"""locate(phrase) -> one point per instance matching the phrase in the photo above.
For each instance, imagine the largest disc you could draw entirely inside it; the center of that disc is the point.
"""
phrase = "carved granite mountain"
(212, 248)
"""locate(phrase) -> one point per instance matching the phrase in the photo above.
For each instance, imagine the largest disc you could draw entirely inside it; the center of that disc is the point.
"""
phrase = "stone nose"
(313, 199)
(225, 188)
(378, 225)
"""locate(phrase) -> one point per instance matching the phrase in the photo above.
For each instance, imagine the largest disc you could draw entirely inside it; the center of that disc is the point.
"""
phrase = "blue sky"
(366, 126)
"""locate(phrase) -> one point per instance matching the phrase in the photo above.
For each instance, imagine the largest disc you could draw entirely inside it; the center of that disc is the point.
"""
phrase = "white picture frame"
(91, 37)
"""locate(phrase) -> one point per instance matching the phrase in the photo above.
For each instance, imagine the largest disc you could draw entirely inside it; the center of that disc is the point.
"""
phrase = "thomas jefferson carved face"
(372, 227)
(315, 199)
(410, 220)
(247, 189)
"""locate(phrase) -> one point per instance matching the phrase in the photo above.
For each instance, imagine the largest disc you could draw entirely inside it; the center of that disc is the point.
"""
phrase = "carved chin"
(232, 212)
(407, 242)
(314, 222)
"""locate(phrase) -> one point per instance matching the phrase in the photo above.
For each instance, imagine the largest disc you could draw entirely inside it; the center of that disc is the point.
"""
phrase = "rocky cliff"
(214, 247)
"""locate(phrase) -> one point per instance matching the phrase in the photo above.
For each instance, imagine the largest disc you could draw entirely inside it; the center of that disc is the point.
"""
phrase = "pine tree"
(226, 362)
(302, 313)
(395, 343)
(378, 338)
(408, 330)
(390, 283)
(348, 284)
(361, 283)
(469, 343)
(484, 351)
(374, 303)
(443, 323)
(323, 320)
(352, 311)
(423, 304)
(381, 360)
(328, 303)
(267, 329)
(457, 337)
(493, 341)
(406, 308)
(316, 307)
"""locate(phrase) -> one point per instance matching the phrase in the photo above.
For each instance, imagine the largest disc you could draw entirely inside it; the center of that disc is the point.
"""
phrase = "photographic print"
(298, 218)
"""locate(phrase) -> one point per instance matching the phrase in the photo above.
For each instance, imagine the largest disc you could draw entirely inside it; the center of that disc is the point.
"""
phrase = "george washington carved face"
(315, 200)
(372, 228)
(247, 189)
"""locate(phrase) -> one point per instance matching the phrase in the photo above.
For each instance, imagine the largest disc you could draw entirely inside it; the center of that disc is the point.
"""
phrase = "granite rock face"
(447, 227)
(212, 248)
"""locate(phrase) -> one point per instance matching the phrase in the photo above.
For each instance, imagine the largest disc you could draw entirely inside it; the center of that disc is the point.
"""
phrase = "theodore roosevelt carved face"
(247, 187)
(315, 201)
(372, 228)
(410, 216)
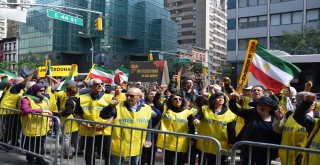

::::::::

Kutiplah setiap baris dari catatan di atas yang memuat kata "granite".

Penyelesaian Tugas:
phrase = "carved granite mountain"
phrase = "granite rock face"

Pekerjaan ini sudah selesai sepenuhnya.